# AIM OF THE EXERCISE
Write every record out again exactly, and keep images out of it.

# PROVIDED RECORDS
....

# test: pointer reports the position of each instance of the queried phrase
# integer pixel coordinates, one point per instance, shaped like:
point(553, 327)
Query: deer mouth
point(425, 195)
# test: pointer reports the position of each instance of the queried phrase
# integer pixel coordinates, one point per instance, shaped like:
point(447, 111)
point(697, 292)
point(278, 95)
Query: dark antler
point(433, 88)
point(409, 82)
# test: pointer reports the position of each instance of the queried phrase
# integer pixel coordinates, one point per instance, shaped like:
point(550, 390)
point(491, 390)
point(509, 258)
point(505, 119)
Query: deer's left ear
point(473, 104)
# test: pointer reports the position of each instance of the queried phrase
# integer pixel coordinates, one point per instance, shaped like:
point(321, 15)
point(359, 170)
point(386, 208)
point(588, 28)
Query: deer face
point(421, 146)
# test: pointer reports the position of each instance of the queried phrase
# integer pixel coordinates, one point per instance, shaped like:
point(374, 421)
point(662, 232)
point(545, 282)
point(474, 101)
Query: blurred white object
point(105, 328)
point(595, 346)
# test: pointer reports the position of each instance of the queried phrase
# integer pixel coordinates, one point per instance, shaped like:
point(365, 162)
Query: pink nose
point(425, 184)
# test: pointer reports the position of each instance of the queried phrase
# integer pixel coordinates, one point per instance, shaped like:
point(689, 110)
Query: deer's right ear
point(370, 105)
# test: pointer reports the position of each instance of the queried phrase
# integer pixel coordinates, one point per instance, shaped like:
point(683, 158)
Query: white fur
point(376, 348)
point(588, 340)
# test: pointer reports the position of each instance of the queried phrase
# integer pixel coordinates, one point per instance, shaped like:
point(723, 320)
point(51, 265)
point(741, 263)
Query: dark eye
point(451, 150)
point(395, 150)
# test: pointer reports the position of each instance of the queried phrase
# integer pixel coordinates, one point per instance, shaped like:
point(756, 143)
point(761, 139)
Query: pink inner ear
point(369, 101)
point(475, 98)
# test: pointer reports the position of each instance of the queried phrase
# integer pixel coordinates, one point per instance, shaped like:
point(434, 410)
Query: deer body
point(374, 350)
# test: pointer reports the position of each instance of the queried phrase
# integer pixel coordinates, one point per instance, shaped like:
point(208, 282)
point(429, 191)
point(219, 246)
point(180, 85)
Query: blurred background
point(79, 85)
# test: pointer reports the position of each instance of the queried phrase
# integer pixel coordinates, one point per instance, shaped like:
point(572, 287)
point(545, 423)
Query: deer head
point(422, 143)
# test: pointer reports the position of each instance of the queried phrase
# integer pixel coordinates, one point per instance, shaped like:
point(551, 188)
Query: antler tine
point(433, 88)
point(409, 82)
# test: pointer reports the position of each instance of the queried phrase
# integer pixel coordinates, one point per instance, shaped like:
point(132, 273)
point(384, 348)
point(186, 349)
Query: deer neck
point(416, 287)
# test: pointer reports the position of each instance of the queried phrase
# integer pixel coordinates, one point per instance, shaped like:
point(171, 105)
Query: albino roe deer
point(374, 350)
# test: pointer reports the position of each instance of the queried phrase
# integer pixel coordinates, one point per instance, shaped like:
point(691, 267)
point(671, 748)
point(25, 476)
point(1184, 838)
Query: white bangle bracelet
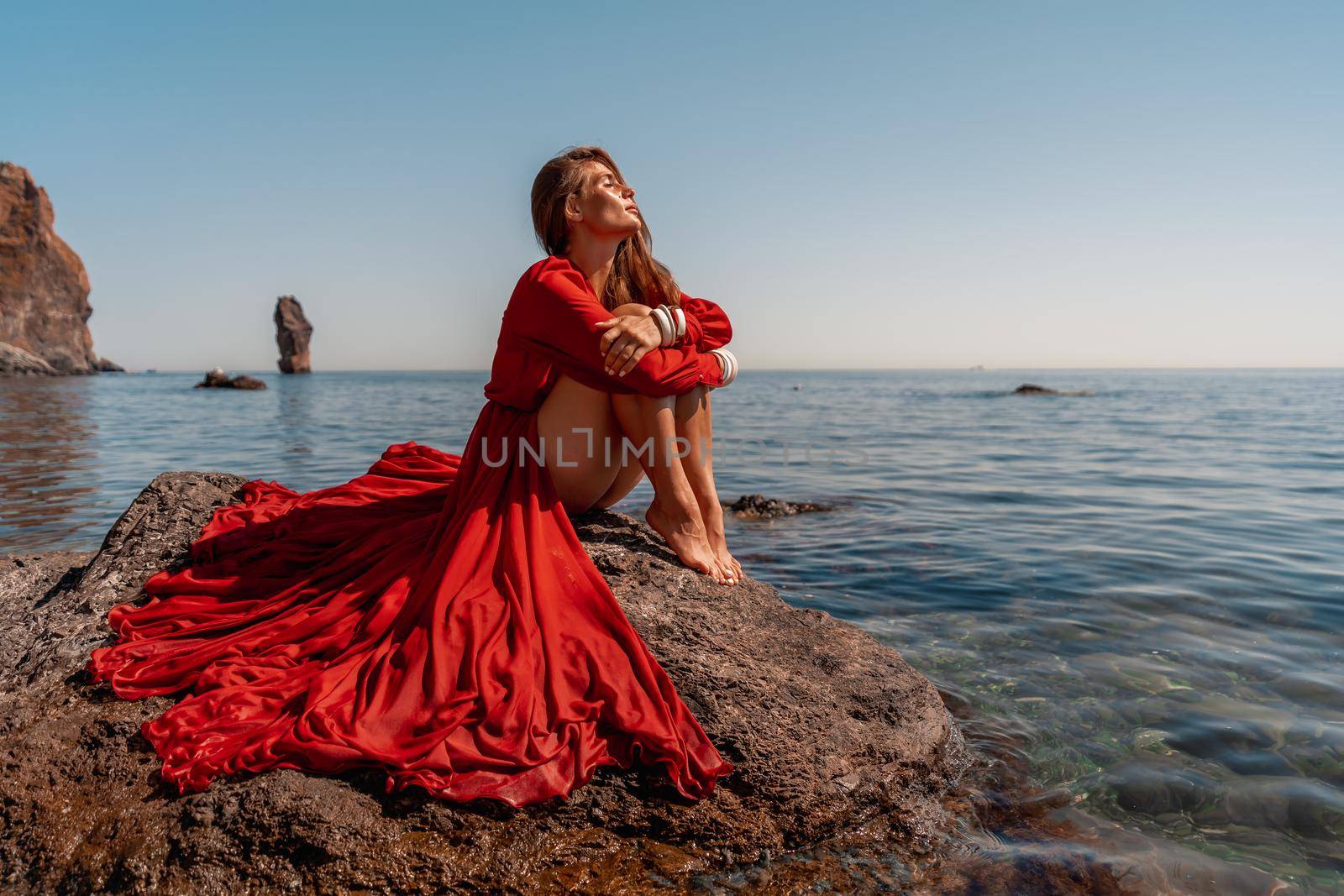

....

# EXERCISE RESPONSE
# test: pointer reports the position of each instance of the queried phrase
# integer pixel coordinates, one point per instance, shaped like:
point(553, 327)
Query: deer mouth
point(425, 195)
# test: pointer reports the position of each instance of the queried phrase
# integer pixel coordinates, one point per instance, shaped like:
point(447, 111)
point(697, 292)
point(278, 95)
Query: dark antler
point(433, 88)
point(409, 82)
# test: pointer reports the position of each instance of the queried phrase
# integer pixel coordinates, one point per instance, shaped like:
point(550, 390)
point(491, 390)
point(509, 258)
point(505, 119)
Query: deer's left ear
point(473, 104)
# test: pointer reports the position of each instance of the queried phrase
# integer pixel coordinates, one point per instance, shaped like:
point(321, 15)
point(359, 170)
point(386, 208)
point(588, 28)
Query: deer face
point(421, 146)
# test: pointer reports the position of each instance of the queried phrase
# integer pixel coordinates, one point per instance, shaped like:
point(374, 421)
point(662, 232)
point(545, 282)
point(474, 101)
Query: blurred white object
point(105, 328)
point(595, 346)
# test: pointer reports the position of each instance of the queried phrase
# integer pixel coordinates, one point per instance, shaped like:
point(365, 162)
Query: pink nose
point(425, 184)
# test: pointer reports the position of each instance of the queried phrase
# integer pixel coordinates, one point per instance, shaped like:
point(689, 110)
Query: deer's right ear
point(370, 105)
# test: pointer reports the position of each instance of the queried phrase
# integer pixel coordinates, one point per instance, shaped like:
point(683, 158)
Query: white fur
point(376, 348)
point(588, 340)
# test: pointer reports the position of each instance of the queried phrase
# integer pixel coordinates, one point per instance, shaped like:
point(723, 320)
point(51, 265)
point(741, 263)
Query: dark eye
point(451, 150)
point(395, 150)
# test: pointer reports the position of each instance of the queried phrase
# integer pixel coordinates, one point per instance, shaped like:
point(756, 143)
point(761, 139)
Query: pink inner ear
point(369, 101)
point(475, 98)
# test: pointer reports the position of each instance of the queried phrase
# integer pixel coordinates, one point per instance, shaped like:
point(434, 410)
Query: deer body
point(374, 350)
# test: pointer reports the position of each instance of the queried phrase
# integer pixel coordinates, one point per instance, shaped like:
point(208, 282)
point(429, 191)
point(219, 246)
point(180, 85)
Query: blurred background
point(79, 85)
# test: pointer reports the position of each instance of the queried phrase
# integer pixel coordinates, one point per instance, shaped like:
point(572, 287)
point(545, 423)
Query: deer head
point(422, 143)
# test: pointer reports the position of each instance of the queried phrase
# integer pixel coordinates, one point per instance, shaped like:
point(551, 188)
Query: antler tine
point(433, 88)
point(409, 82)
# test: pointer reports the position of each instance of the queried phrase
# integer pixel coordinates, one point per instance, shaped like:
point(132, 273)
point(384, 348)
point(186, 349)
Query: deer neck
point(416, 287)
# test: pointer reports the position of each instance of the queried phrase
# integer pixel coordinates, one point per instance, shaped like:
point(171, 105)
Query: albino roe deer
point(374, 350)
# test: pointer reports the position of each instance of the queried phrase
# integer pixel coordinates, one point per instance, shaped like:
point(691, 267)
point(671, 748)
point(25, 476)
point(1184, 838)
Query: white bangle bracelet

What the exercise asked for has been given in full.